> [Problem requirements]:
Locate each line of the records that contains the word "clicks" and copy those lines out in full. Case counts.

(Collection entries)
= = =

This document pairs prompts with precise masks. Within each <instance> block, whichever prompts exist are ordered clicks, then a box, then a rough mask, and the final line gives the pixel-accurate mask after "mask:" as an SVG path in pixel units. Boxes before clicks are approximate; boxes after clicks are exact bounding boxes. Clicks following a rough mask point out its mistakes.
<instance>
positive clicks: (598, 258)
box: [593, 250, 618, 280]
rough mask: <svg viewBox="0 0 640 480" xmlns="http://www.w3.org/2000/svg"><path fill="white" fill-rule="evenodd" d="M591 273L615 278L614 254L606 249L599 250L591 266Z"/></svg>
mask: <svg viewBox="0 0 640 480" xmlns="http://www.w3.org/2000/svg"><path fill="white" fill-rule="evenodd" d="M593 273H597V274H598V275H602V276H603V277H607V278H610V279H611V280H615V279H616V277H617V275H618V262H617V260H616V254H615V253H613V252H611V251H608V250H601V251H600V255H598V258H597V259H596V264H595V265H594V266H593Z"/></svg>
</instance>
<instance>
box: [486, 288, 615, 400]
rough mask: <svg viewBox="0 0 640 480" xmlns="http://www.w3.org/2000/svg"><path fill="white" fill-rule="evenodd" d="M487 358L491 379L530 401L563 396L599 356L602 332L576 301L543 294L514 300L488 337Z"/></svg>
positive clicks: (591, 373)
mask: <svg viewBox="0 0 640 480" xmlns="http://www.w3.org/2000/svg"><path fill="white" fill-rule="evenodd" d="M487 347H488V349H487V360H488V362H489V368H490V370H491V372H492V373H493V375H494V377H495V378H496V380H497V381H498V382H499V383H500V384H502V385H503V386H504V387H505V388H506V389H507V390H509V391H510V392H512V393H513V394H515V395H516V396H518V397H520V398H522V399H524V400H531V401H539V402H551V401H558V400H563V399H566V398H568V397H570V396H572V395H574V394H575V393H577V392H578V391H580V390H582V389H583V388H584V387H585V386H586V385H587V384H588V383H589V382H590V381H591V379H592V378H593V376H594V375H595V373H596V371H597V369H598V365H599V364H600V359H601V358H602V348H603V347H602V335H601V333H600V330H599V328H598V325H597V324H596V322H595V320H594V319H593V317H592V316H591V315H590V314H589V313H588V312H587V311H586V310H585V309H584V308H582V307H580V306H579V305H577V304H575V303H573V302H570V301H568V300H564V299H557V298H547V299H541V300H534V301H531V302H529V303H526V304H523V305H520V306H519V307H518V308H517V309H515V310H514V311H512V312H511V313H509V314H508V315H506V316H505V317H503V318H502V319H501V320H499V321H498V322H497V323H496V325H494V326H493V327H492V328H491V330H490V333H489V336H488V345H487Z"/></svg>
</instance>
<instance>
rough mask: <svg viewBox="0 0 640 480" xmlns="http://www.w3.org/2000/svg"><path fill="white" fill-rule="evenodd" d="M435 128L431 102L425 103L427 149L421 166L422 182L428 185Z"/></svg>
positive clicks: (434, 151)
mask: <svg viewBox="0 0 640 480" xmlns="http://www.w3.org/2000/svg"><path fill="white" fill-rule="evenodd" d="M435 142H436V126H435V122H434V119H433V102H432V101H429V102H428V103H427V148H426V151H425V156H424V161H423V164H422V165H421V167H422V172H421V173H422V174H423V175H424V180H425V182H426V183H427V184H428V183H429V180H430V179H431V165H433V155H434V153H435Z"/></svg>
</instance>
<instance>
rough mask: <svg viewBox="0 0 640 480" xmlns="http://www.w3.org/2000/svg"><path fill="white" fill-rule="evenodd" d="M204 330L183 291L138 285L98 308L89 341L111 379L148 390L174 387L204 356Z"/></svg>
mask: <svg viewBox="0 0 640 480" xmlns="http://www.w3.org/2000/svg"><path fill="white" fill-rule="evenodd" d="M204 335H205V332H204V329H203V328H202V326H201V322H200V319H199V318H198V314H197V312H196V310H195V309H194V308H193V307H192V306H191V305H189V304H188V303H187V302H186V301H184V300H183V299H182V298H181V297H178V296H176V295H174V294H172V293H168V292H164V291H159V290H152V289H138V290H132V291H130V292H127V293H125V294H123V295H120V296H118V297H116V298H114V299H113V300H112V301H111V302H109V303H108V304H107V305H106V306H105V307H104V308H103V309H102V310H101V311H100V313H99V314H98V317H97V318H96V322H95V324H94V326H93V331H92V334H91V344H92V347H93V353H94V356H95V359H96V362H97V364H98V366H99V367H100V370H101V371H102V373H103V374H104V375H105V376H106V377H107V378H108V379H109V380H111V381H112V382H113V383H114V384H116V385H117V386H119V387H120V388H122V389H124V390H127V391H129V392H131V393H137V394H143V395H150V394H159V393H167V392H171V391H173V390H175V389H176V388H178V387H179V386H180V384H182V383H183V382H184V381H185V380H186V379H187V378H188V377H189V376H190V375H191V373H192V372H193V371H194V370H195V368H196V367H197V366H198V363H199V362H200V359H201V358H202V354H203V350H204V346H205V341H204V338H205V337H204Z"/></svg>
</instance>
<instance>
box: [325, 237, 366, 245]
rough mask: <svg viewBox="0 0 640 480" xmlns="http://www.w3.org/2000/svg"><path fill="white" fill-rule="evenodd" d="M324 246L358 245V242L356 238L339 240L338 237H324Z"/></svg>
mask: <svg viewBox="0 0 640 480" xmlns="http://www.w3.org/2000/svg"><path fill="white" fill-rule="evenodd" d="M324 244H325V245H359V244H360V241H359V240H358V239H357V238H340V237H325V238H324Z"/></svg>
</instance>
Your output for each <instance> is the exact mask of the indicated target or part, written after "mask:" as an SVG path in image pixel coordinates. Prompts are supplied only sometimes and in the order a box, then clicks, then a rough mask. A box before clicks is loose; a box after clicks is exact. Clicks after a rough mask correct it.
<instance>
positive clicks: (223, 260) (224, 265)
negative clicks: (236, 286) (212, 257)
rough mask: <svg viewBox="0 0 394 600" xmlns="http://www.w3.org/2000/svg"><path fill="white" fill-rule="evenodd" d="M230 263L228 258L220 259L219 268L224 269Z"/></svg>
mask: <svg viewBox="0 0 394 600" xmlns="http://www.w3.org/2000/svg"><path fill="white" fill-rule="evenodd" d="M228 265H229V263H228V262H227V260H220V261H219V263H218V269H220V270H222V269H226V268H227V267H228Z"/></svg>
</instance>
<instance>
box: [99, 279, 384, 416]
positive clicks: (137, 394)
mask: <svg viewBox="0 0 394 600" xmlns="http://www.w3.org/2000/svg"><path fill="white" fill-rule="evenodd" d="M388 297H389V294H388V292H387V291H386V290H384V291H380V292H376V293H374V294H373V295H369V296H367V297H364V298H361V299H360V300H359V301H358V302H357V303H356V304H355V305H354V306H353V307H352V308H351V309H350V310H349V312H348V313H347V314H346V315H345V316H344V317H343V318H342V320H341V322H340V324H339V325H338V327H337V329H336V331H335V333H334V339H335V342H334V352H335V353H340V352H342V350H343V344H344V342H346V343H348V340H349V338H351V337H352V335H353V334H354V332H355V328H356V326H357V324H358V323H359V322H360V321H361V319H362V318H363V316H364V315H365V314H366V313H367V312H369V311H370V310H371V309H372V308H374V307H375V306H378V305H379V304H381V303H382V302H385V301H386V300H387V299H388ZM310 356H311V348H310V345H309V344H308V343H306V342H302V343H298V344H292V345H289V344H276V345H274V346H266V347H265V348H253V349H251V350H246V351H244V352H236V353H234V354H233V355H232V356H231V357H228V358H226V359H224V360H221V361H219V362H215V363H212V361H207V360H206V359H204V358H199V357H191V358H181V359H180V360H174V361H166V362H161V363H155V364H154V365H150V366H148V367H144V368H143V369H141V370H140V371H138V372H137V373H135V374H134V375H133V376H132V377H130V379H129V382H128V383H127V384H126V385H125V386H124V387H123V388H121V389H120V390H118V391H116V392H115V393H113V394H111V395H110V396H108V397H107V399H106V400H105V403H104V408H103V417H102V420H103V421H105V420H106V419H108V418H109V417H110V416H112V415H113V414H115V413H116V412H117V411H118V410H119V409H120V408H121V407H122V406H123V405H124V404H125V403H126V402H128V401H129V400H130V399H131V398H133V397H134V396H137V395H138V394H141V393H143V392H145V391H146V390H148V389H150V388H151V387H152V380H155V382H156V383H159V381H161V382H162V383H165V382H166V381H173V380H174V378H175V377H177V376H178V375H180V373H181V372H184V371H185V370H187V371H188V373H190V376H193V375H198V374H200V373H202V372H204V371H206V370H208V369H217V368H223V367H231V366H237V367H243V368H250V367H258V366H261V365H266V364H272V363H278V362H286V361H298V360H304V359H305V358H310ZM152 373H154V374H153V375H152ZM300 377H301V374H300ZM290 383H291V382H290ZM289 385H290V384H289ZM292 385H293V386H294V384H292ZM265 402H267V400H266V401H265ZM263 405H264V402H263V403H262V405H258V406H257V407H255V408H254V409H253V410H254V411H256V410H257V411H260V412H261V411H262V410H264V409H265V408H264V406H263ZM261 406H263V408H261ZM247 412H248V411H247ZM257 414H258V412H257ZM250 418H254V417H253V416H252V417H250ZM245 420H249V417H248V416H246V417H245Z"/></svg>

= = =

> [Finished task]:
This document pairs prompts with precise masks. Within each <instance> block, whichever prompts exist are ordered clicks, then a box, then a rough mask, and the final line gives the pixel-accurate mask after "mask:" as an SVG path in pixel units. Boxes before clicks are approximate; boxes after clicks are exact bounding boxes. Clicks following a rough mask point out its mistakes.
positive clicks: (598, 258)
positive clicks: (591, 373)
positive clicks: (434, 151)
Your output for each <instance> is the exact mask of the indicated target or part, written after "mask:" as an SVG path in image pixel coordinates. Prompts are supplied only sometimes and in the order a box, then clicks, then a rough mask. A box before clicks is loose; a box after clicks is exact. Clicks after a rough mask correct it.
positive clicks: (223, 260) (224, 265)
negative clicks: (236, 286) (212, 257)
positive clicks: (137, 394)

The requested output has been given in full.